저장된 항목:
<<<<

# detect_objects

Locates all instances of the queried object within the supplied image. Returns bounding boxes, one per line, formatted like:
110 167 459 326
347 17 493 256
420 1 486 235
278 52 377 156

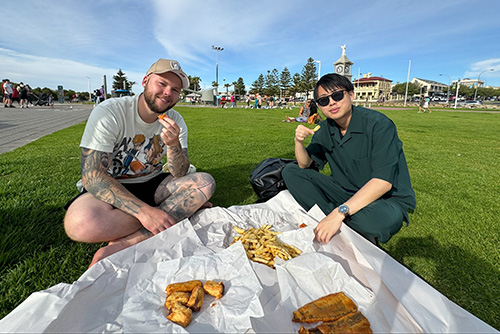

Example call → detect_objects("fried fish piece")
203 281 224 299
167 302 193 327
187 285 205 312
165 280 203 296
165 291 190 310
292 292 358 322
299 311 372 334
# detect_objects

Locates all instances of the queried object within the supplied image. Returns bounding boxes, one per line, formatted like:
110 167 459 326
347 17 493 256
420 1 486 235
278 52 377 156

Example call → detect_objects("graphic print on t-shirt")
110 134 165 178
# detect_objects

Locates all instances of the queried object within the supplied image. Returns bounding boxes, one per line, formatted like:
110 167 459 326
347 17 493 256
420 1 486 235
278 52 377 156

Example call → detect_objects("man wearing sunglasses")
282 74 416 243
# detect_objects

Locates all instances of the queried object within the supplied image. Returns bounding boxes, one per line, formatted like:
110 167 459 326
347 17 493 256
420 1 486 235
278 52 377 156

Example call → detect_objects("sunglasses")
316 90 346 107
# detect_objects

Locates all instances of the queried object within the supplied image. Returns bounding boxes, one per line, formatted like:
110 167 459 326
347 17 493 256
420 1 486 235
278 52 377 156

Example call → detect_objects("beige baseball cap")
146 59 189 88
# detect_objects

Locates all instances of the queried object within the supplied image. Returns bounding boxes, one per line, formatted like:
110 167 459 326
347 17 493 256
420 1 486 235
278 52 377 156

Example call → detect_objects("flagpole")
404 59 411 107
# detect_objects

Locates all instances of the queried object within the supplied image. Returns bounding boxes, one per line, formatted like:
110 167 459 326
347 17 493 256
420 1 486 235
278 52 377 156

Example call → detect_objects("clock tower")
333 44 354 81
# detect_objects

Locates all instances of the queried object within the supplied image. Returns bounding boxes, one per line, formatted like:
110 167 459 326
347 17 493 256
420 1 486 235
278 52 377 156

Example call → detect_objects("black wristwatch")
339 204 349 217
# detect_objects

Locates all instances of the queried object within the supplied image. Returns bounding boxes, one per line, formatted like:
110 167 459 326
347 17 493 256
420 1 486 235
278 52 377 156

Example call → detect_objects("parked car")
463 101 484 109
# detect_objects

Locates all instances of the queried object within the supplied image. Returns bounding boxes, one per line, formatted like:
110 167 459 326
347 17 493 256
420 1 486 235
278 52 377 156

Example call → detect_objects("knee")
64 207 101 242
281 163 300 179
192 172 215 198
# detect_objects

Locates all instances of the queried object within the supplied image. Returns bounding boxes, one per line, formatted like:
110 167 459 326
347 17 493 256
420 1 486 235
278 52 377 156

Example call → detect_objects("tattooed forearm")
167 145 189 177
80 148 144 216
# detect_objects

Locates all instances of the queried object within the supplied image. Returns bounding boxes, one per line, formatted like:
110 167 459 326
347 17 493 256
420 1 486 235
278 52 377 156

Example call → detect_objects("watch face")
339 204 349 214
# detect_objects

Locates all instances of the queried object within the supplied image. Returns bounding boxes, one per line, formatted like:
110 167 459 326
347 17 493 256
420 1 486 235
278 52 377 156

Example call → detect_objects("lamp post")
212 45 224 91
455 78 460 109
314 60 321 81
474 68 495 101
87 77 92 102
439 74 451 103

>>>>

* **수행할 작업**: 위 목록의 모든 줄을 하나도 빠뜨리거나 바꾸지 말고 그대로 다시 적어 주세요. 그림은 답에 넣지 마세요.

* **전체 응답**:
# detect_objects

Locates all instances of the queried object within the supplied image. Returns bounding boxes, one per line, formatted like:
110 167 459 326
347 17 493 256
420 1 486 235
278 52 377 156


Example call → detect_objects("fried fish piece")
203 281 224 299
167 302 193 327
187 285 205 312
165 280 203 296
165 291 190 310
292 292 358 322
299 311 372 334
# detect_objects

Locates all instances of the queried object within the supplied image. Returns bounding boxes, one per line, formatted like:
110 167 459 326
347 17 493 256
420 1 486 235
278 52 377 156

Example call → detect_objects("graphic print on t-shirt")
110 134 165 178
# detect_objects

Locates all instances of the queried object within the supplied image. Returns bounding boxes, one per line, formatted like:
110 167 459 326
347 17 493 256
420 1 486 235
278 52 377 156

Example call → detect_objects("man wearing sunglasses")
282 74 416 243
# detect_objects

Locates all instances of the queried object within the supplied image. Returns bounding boxes, one per line, formatted like:
110 167 459 326
347 17 493 256
420 1 486 235
278 52 377 156

Example call → detect_objects("sunglasses")
316 90 346 107
# detect_objects

Locates all instances of the queried object within the supplied image. Returns bounding boxes, one per line, formatted like:
110 167 459 326
347 17 493 256
420 1 486 235
278 52 377 156

Example call → detect_objects("beige baseball cap")
146 59 189 88
# detect_objects

Locates all instances of the queried object within the supplied image. Returns bounding boxes, one per line, formatted like:
110 167 459 326
347 17 493 256
420 1 486 235
278 52 377 156

Example call → detect_objects("flagpole")
404 59 411 107
# detect_objects

Locates all instances of the queried object within the supplied image. Returns bounding boxes, one per line, formatted like:
110 167 459 326
347 17 493 256
420 1 486 235
278 52 377 156

Example call → detect_objects("clock tower")
333 44 354 81
# detect_objects

Locates all instances of the queried object within the supplied image. Returns bounding boxes, one per line, formatted like:
110 167 459 326
347 17 493 256
420 1 486 235
278 52 377 156

Example call → detect_objects("black wristwatch")
339 204 349 217
# detect_objects

Locates all instances of the queried object within the supplied image. Returns bounding boxes, one per line, formatted like:
110 167 459 326
347 17 493 256
420 1 486 235
278 52 377 156

Example call → detect_objects("parked car")
463 101 484 109
# detect_objects

Locates all instances of the queried object within the supplied image. Returns bounding boxes, one per line, formatted like:
110 167 459 326
347 17 493 256
420 1 486 235
278 52 377 156

Example call → detect_objects("knee")
64 207 101 242
281 163 300 179
192 172 215 198
# detect_objects

Locates all instances of the queried object within the supplied image. Returns bounding boxes, one per line, formatted like:
110 167 459 326
347 17 493 256
420 1 486 235
278 52 377 156

Example call → detect_objects("tattooed forearm")
167 145 189 177
80 148 144 216
# detect_objects

Locates all instances of the queried object within the supplied image. Returns bounding boxes, one per line, formatted like:
110 167 459 326
347 17 493 256
420 1 486 235
278 52 377 156

Example call → detect_objects("watch face")
339 204 349 214
# detect_objects

Locates all instances of the queried object within the supplied image. Returns bounding boxes, one per line, formatted like:
110 167 459 326
347 17 493 256
420 1 486 235
278 52 377 156

Example call → detect_objects("lamp post")
212 45 224 91
455 78 460 109
314 60 321 81
474 68 495 101
87 77 92 102
439 74 451 103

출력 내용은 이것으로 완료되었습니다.